Source information section start
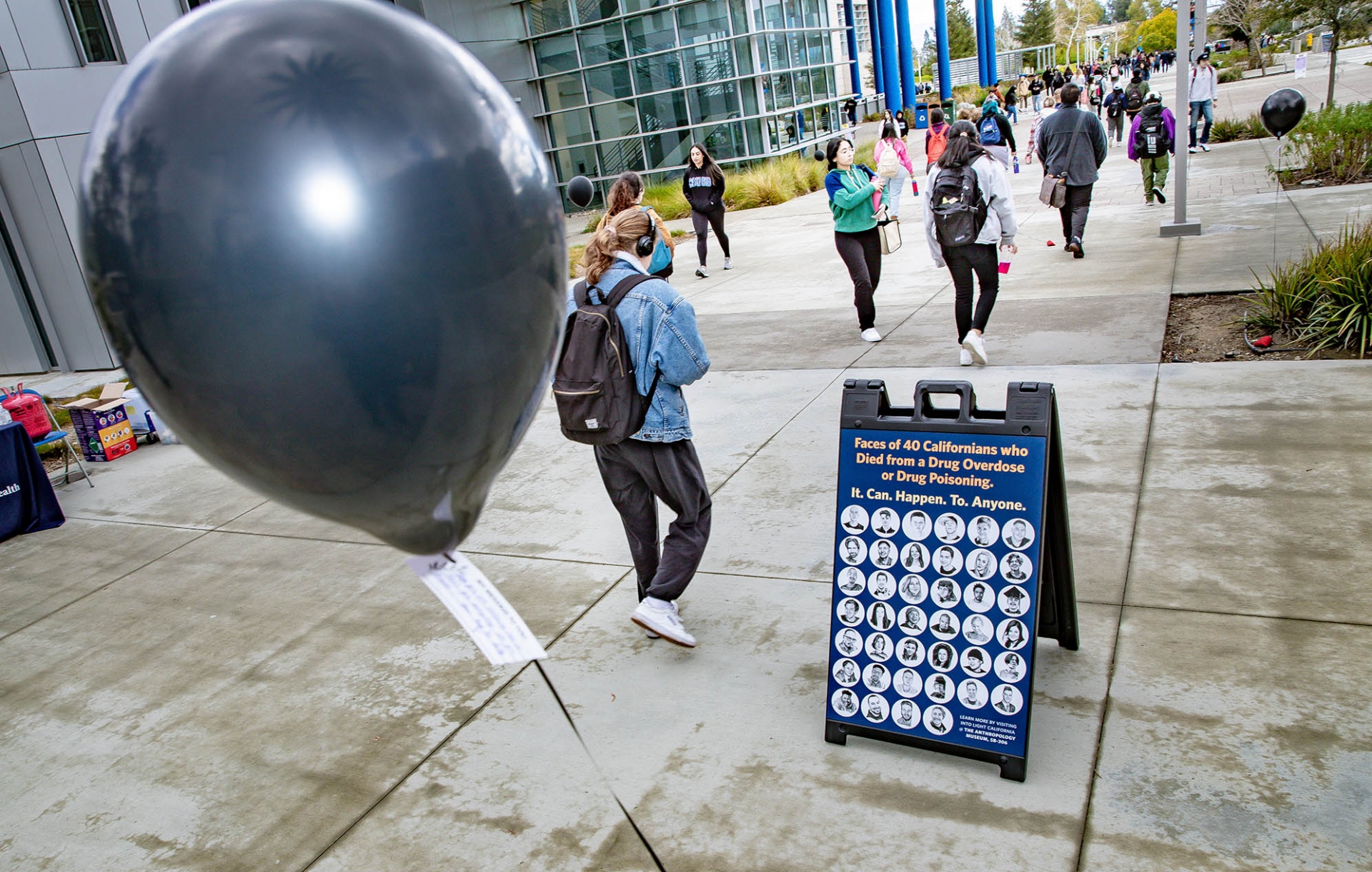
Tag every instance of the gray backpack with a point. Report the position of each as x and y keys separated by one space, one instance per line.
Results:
x=595 y=386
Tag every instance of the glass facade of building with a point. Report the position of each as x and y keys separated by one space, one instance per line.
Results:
x=632 y=84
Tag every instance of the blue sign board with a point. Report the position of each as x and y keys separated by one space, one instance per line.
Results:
x=938 y=544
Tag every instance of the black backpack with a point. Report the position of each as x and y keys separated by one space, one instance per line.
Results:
x=1151 y=139
x=595 y=385
x=955 y=201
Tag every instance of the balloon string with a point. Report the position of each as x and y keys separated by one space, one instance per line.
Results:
x=1276 y=209
x=599 y=771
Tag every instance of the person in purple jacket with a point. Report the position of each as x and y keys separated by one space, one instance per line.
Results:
x=1151 y=140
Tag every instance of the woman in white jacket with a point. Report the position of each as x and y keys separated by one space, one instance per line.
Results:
x=996 y=209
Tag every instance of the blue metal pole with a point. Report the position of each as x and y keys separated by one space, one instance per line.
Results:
x=942 y=39
x=993 y=73
x=878 y=74
x=852 y=47
x=890 y=66
x=980 y=16
x=908 y=52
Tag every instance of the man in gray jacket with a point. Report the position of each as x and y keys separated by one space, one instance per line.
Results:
x=1072 y=146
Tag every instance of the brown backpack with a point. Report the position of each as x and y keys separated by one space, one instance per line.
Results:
x=595 y=386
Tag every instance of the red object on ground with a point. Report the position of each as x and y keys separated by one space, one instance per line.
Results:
x=28 y=411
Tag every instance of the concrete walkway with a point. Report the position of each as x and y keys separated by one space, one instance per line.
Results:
x=192 y=678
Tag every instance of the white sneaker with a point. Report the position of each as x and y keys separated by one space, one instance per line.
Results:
x=976 y=348
x=662 y=618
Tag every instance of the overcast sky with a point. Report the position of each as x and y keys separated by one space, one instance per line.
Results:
x=923 y=14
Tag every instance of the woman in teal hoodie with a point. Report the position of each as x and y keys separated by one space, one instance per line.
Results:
x=854 y=195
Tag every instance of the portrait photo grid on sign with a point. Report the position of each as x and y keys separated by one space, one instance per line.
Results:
x=933 y=618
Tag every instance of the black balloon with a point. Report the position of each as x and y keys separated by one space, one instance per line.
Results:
x=329 y=252
x=1283 y=110
x=580 y=192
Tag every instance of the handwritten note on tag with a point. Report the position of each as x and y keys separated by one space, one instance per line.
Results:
x=484 y=614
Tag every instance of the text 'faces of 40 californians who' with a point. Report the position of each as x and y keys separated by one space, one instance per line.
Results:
x=895 y=580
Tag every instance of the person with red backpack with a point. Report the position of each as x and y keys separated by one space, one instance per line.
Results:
x=969 y=210
x=627 y=324
x=936 y=138
x=893 y=164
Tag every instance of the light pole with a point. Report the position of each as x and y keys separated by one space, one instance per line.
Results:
x=1180 y=226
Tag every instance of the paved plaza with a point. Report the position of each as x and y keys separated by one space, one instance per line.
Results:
x=192 y=678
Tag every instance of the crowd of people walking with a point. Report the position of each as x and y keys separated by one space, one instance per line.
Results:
x=970 y=227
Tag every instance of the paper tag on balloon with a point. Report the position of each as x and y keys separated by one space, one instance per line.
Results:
x=484 y=614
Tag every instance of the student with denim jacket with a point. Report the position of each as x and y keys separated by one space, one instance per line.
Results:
x=659 y=462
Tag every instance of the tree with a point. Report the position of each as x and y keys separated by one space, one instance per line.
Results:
x=1246 y=19
x=1160 y=32
x=1073 y=19
x=1038 y=24
x=962 y=36
x=1006 y=29
x=1337 y=16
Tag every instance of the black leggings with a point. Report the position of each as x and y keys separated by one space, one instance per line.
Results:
x=715 y=219
x=862 y=257
x=962 y=262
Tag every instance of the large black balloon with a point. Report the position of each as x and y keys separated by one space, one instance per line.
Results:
x=580 y=192
x=329 y=253
x=1283 y=110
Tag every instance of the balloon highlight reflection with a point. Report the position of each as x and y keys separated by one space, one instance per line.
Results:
x=329 y=252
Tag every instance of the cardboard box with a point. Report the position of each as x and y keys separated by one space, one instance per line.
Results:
x=102 y=425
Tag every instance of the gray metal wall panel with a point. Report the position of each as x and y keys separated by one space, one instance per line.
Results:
x=159 y=14
x=128 y=26
x=487 y=19
x=14 y=124
x=64 y=190
x=73 y=152
x=43 y=29
x=508 y=61
x=21 y=350
x=52 y=260
x=64 y=102
x=10 y=44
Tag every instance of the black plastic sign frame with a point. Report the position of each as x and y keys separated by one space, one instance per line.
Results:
Source information section end
Starting with the line that contains "Tag every instance of the tree", return every line through the last one of the records, exactly as written.

Tag every instance of the tree with a point. Report the position of each as x and y keys separated by one space, one instance per line.
Results:
x=1246 y=19
x=1160 y=32
x=1073 y=19
x=1038 y=24
x=962 y=36
x=1006 y=29
x=1337 y=16
Tag every instance of the black leggings with a point. Report the position of each as x and y keys separated by one space, one instance per line.
Results:
x=715 y=219
x=862 y=257
x=962 y=262
Tag every instance of the large black balloon with a point. Report the position of each as x and y keys separated by one space, one instance per line.
Results:
x=580 y=192
x=329 y=253
x=1283 y=110
Tag every instance of the balloon highlight reflection with a point. Report the position of each as x and y keys separated by one space, one instance per line.
Results:
x=329 y=252
Tag every instance of the cardboard box with a point. Report the position of each as x and y keys separated by one space, one instance per line.
Results:
x=102 y=425
Tag every instance of the gray metal wall panel with a point. Report the position of each as x and y keys separated by one space, one instance per line.
Results:
x=159 y=14
x=128 y=26
x=487 y=19
x=14 y=124
x=64 y=190
x=73 y=152
x=43 y=29
x=508 y=61
x=21 y=350
x=52 y=260
x=64 y=102
x=10 y=44
Tag every instance of the black plastic sign frame with a point. Report the position of each as x and y keys separated by one space, one instance per line.
Results:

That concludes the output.